FRAGMENT DOKUMENTU
----

Skoda Vistula w twojstyl.pl

Elektryzujące podróże wzdłuż Wisły ze Skodą i Vistulą – zamek w paski w Janowcu

Elektryzujące podróże wzdłuż Wisły ze Skodą i Vistulą – zamek w paski w Janowcu
Fot. Mat. prasowe

Ale jak to – w paski? Właśnie tak! W Janowcu znajduje się okazały XVI-wieczny zamek z fasadą w biało-czerwone pasy, a także park rozrywki zwanymi „Magicznymi ogrodami”. W drodze do tej niepozornej wsi w województwie lubelskim kontynuujemy nasz test elektrycznej Skody Enyaq Coupe – tym razem czas sprawdzić, jak działają nowoczesne systemy bezpieczeństwa.

Niespełna 2 godziny drogi nowiutką trasą szybkiego ruchu S17 dzieli Janowiec od Warszawy. Po pokonaniu około 150 km znajdujemy się już w województwie lubelskim, gdzie… czas zdaje się płynąć nieco wolniej. Janowiec leży na skraju trójkąta turystycznego, który tworzy z Puławami, Kazimierzem Dolnym i Nałęczowem. Co ciekawe, historycznie miejscowość przynależy do Małopolski.

Imponujące ruiny

Absolutnie obowiązkową atrakcją do zobaczenia w Janowcu są ruiny zamku, który dawniej był siedzibą wielkich rodów magnackich Rzeczpospolitej: Firlejów, Tarłów i Lubomirskich. Budowlę wzniesiono w XVI wieku z inicjatywy Mikołaja Firleja, a w pracach wykończeniowych brał udział m.in. wybitny włoski architekt i rzeźbiarz Santi Gucci Fiorentino. W centrum Janowca, z jego wąskimi uliczkami i niewielkimi domami z lokalnego kamienia wapiennego, stoi renesansowy kościół z marmurowym nagrobkiem Firlejów dłuta Gucciego.

----

UDOSTĘPNIONE REKORDY
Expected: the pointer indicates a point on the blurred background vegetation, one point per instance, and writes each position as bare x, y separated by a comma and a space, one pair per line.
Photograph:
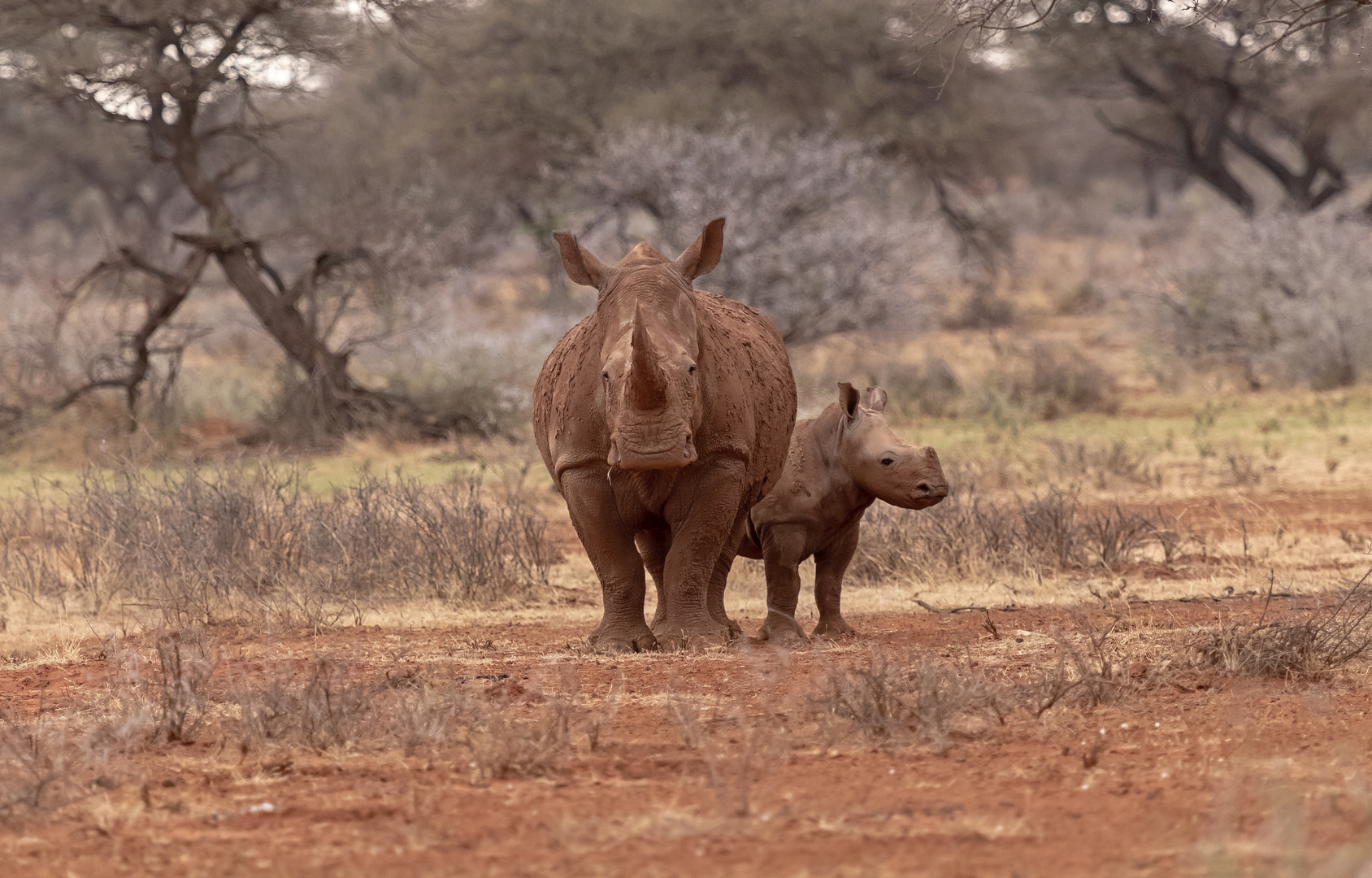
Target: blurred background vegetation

----

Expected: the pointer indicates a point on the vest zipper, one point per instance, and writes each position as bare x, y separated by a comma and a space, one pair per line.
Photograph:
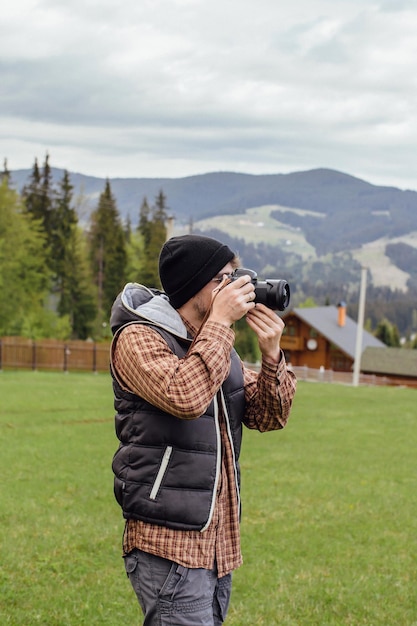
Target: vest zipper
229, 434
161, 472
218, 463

----

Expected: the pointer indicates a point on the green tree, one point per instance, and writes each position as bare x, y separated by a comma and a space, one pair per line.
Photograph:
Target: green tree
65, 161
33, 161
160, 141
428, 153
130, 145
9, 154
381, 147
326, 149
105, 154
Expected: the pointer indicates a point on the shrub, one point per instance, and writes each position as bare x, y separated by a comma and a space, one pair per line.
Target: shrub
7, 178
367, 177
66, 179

----

ZADANIA DO WYKONANIA
[1] Przepisz wiernie fragment tekstu o Janowcu, od „Imponujące ruiny” do „Firlejów dłuta Gucciego.” włącznie.
[2] Podaj wszystkie rody magnackie, które według tekstu o Janowcu miały siedzibę w tamtejszym zamku.

ROZWIĄZANIA ZADAŃ
[1]
Imponujące ruiny

Absolutnie obowiązkową atrakcją do zobaczenia w Janowcu są ruiny zamku, który dawniej był siedzibą wielkich rodów magnackich Rzeczpospolitej: Firlejów, Tarłów i Lubomirskich. Budowlę wzniesiono w XVI wieku z inicjatywy Mikołaja Firleja, a w pracach wykończeniowych brał udział m.in. wybitny włoski architekt i rzeźbiarz Santi Gucci Fiorentino. W centrum Janowca, z jego wąskimi uliczkami i niewielkimi domami z lokalnego kamienia wapiennego, stoi renesansowy kościół z marmurowym nagrobkiem Firlejów dłuta Gucciego.

[2] Firlejowie, Tarłowie i Lubomirscy.